-- start Records --

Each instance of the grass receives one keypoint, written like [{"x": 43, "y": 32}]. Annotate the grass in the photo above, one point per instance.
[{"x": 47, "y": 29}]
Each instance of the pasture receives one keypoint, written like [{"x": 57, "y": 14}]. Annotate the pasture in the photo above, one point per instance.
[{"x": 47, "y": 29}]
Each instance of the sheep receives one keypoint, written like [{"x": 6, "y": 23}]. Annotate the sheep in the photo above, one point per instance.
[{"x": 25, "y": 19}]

-- end Records --
-- start Records --

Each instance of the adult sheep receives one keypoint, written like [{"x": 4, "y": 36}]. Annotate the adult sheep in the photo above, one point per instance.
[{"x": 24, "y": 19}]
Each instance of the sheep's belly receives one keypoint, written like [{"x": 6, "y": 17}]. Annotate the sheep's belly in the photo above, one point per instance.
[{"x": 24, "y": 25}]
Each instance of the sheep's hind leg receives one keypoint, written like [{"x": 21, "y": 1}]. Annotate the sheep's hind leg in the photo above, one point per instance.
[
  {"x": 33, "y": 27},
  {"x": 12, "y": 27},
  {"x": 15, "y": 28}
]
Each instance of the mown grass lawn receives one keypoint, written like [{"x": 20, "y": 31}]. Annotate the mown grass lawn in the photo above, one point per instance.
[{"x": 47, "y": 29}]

-- end Records --

• [Set problem]: Collect every line of the data above that contains the word "sheep". Copy each one unchanged.

• [Expected output]:
Each instance of the sheep receives one keypoint, written like [{"x": 6, "y": 23}]. Annotate the sheep in the photo above, one point per instance.
Each instance of the adult sheep receives one keypoint, written like [{"x": 4, "y": 36}]. Annotate the adult sheep in the photo above, one point per instance.
Each instance of the sheep's belly receives one keypoint, written like [{"x": 6, "y": 17}]. Annotate the sheep's belly in the photo above, one point per instance.
Each instance of the sheep's hind leg receives one keypoint, written like [{"x": 21, "y": 1}]. Annotate the sheep's hind leg in the photo above, one point per instance.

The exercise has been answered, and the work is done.